● DO THIS
Copy the listing below word for word, leaving out the pictures.

Point placement records:
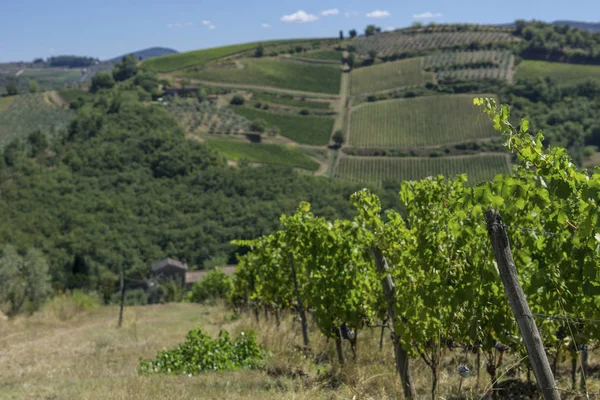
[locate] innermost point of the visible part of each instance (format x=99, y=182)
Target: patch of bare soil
x=53, y=98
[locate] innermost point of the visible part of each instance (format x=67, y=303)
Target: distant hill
x=589, y=26
x=147, y=53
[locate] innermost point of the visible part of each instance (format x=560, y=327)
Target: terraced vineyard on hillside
x=421, y=121
x=389, y=75
x=289, y=101
x=471, y=65
x=375, y=170
x=27, y=113
x=386, y=44
x=207, y=117
x=561, y=73
x=302, y=129
x=332, y=55
x=274, y=72
x=180, y=61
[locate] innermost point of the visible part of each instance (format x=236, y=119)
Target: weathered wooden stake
x=266, y=313
x=520, y=308
x=122, y=299
x=402, y=359
x=277, y=316
x=300, y=303
x=574, y=371
x=583, y=376
x=338, y=347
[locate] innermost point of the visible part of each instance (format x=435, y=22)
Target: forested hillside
x=122, y=186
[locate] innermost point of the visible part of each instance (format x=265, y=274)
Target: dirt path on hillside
x=53, y=98
x=255, y=87
x=310, y=60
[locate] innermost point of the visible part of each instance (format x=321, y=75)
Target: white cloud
x=299, y=16
x=180, y=25
x=427, y=15
x=333, y=11
x=378, y=14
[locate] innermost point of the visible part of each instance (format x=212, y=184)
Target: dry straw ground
x=87, y=357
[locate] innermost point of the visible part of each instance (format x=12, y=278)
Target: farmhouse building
x=169, y=268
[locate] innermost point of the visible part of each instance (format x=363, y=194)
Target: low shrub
x=200, y=353
x=136, y=297
x=237, y=100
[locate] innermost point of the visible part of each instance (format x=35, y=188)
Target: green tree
x=370, y=30
x=126, y=69
x=338, y=138
x=34, y=87
x=38, y=142
x=350, y=60
x=12, y=88
x=237, y=100
x=259, y=125
x=24, y=281
x=102, y=80
x=260, y=51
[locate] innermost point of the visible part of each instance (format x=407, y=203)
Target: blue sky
x=109, y=28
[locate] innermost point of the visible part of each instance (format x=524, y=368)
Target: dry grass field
x=87, y=357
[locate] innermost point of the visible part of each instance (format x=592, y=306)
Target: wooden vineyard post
x=402, y=359
x=122, y=298
x=338, y=347
x=519, y=306
x=301, y=310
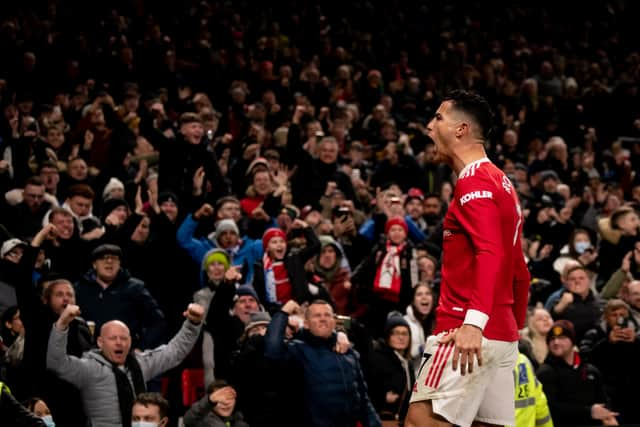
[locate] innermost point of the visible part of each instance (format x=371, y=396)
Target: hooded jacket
x=93, y=376
x=248, y=253
x=335, y=393
x=126, y=299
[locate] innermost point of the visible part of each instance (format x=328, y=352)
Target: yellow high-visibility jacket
x=531, y=403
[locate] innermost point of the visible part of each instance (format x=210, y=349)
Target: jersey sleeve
x=521, y=282
x=479, y=216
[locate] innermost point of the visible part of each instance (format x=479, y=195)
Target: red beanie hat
x=396, y=220
x=270, y=234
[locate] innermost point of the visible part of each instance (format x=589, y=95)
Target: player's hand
x=468, y=343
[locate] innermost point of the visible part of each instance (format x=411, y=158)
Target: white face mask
x=582, y=246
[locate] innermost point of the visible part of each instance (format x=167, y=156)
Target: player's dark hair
x=475, y=106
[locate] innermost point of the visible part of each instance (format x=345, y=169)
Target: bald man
x=111, y=376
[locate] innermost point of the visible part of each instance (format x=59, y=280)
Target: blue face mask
x=582, y=246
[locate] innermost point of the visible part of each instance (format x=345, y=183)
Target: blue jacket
x=335, y=393
x=246, y=256
x=368, y=229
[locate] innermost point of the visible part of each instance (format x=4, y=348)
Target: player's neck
x=466, y=154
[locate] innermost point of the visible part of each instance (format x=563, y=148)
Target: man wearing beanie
x=107, y=291
x=388, y=274
x=388, y=370
x=243, y=251
x=281, y=276
x=230, y=311
x=575, y=389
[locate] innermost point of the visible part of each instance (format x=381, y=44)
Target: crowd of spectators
x=261, y=158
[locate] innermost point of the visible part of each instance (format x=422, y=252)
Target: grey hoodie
x=93, y=375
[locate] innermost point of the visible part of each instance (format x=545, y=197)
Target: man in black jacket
x=108, y=292
x=574, y=389
x=38, y=313
x=334, y=390
x=11, y=409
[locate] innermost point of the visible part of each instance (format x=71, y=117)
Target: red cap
x=270, y=234
x=396, y=220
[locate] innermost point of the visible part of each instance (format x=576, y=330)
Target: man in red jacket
x=467, y=375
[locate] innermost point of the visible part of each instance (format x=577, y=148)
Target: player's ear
x=462, y=129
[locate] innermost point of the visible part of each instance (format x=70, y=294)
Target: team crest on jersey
x=506, y=184
x=473, y=195
x=523, y=377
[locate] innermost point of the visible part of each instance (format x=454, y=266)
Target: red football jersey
x=485, y=280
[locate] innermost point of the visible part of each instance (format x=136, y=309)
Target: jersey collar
x=475, y=163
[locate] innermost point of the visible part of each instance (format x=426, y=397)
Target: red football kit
x=485, y=281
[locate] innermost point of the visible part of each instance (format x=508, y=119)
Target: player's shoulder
x=481, y=173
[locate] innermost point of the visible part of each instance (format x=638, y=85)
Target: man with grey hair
x=111, y=376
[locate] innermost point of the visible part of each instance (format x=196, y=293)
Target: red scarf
x=388, y=278
x=276, y=280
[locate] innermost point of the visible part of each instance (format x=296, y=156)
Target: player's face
x=441, y=129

● REPLY TO THE TASK
[locate] innermost point of the visible part of each instance (format x=99, y=182)
Target: patch of bare soil
x=53, y=98
[locate] innermost point of the visible part of each instance (format x=67, y=303)
Target: distant hill
x=589, y=26
x=147, y=53
[locate] innermost point of the visible part of each instance (format x=560, y=327)
Target: terraced vineyard on hillside
x=421, y=121
x=389, y=75
x=289, y=101
x=471, y=65
x=375, y=170
x=27, y=113
x=386, y=44
x=207, y=117
x=561, y=73
x=302, y=129
x=332, y=55
x=274, y=72
x=180, y=61
[locate] innermost point of the visible part of each instance (format x=236, y=119)
Target: weathered wooden stake
x=266, y=313
x=520, y=308
x=122, y=299
x=402, y=359
x=277, y=316
x=300, y=303
x=574, y=371
x=583, y=376
x=338, y=347
[locate] innermost point of the visible part of each instance (format x=435, y=22)
Target: forested hillside
x=122, y=186
[locate] innermost point of the visible part of each instance (format x=265, y=274)
Target: dirt path on hillside
x=53, y=98
x=255, y=87
x=310, y=60
[locate] innermost point of the visible part of each instance (format x=321, y=75)
Target: white cloud
x=299, y=16
x=180, y=25
x=427, y=15
x=333, y=11
x=378, y=14
[locate] innermost point of the visible part of each instance (format x=212, y=184)
Target: dry straw ground
x=87, y=357
[locate] innermost point of the visible part of each instance (format x=12, y=278)
Target: farmhouse building
x=169, y=268
[locate] innermost point of the visible part of each instance (format x=363, y=194)
Target: low shrub
x=200, y=353
x=136, y=297
x=237, y=100
[locate] innermost point of the visible part of each instance (format x=35, y=188)
Target: green tree
x=370, y=30
x=126, y=69
x=338, y=138
x=34, y=87
x=38, y=142
x=350, y=60
x=12, y=88
x=237, y=100
x=259, y=125
x=24, y=281
x=102, y=80
x=260, y=51
[locate] innermost point of the visible part of each instance (format x=407, y=203)
Target: blue sky
x=109, y=28
[locate] innermost point of the visible part of each instance (format x=524, y=368)
Target: dry grass field
x=87, y=357
[locate] innermost point of the visible part of each instance (format x=592, y=306)
Target: wooden vineyard post
x=402, y=359
x=122, y=298
x=338, y=347
x=519, y=306
x=301, y=310
[locate] innermost point of the visible part of each instance (format x=371, y=396)
Target: hooded jacket
x=93, y=376
x=248, y=253
x=335, y=393
x=126, y=299
[locate] innermost point of the visible part of each instance (format x=328, y=352)
Target: yellow high-visibility jacket
x=531, y=403
[locate] innermost point of the visible part of each instance (format x=210, y=349)
Target: jersey sleeve
x=521, y=282
x=479, y=216
[locate] innermost point of the visible part of each instance (format x=479, y=195)
Target: red beanie hat
x=396, y=220
x=270, y=234
[locate] innermost point of the visible part of each instance (format x=589, y=95)
Target: player's hand
x=468, y=343
[locate] innermost point of the visible part of each instance (format x=411, y=158)
Target: white face mask
x=582, y=246
[locate] innermost point of the visible part of each instance (format x=167, y=156)
Target: player's dark hair
x=475, y=106
[locate] innermost point of the visible part of each instance (format x=345, y=169)
Target: bald man
x=111, y=376
[locate] innermost point of the visible part of each instance (format x=59, y=280)
Target: blue face mask
x=582, y=246
[locate] innermost point of the visible part of each instance (format x=345, y=183)
Target: blue jacket
x=335, y=393
x=246, y=256
x=368, y=229
[locate] innermost point of the visible part of each instance (format x=4, y=348)
Target: player's neck
x=466, y=154
[locate] innermost point of the visible part of each instance (format x=563, y=148)
Target: man wearing beanie
x=107, y=291
x=388, y=274
x=388, y=370
x=243, y=251
x=281, y=276
x=230, y=311
x=575, y=389
[locate] innermost point of the visible part of each instance (format x=381, y=44)
Target: crowd of spectators
x=261, y=158
[locate] innermost point of the visible part of each instance (format x=422, y=252)
Target: grey hoodie
x=93, y=375
[locate] innermost point of the visible part of each instance (format x=545, y=197)
Target: man in black jacket
x=108, y=292
x=574, y=389
x=38, y=313
x=334, y=390
x=11, y=409
[locate] innermost point of the visible part of each instance (format x=71, y=117)
Target: red cap
x=270, y=234
x=396, y=220
[locate] innermost point of the visible part of each instance (format x=576, y=330)
Target: man in red jacket
x=467, y=375
[locate] innermost point of the visible part of each instance (format x=577, y=148)
Target: player's ear
x=462, y=129
[locate] innermost point of the visible part of each instance (format x=70, y=294)
Target: team crest on jersey
x=506, y=184
x=473, y=195
x=523, y=377
[locate] innermost point of the visible part of each instance (format x=454, y=266)
Target: red football jersey
x=485, y=280
[locate] innermost point of the visible part of each instance (format x=136, y=309)
Target: jersey collar
x=475, y=163
[locate] innermost point of the visible part of each instance (format x=426, y=397)
Target: red football kit
x=485, y=281
[locate] innermost point of the visible part of each instance (format x=508, y=119)
Target: player's shoulder
x=481, y=173
[locate] innermost point of the visible part of each instance (format x=638, y=85)
Target: man with grey hair
x=111, y=376
[locate] innermost point of the visible part of each instance (format x=196, y=293)
Target: red scarf
x=388, y=278
x=276, y=280
[locate] innermost point of the visible part of each instance (format x=296, y=156)
Target: player's face
x=441, y=129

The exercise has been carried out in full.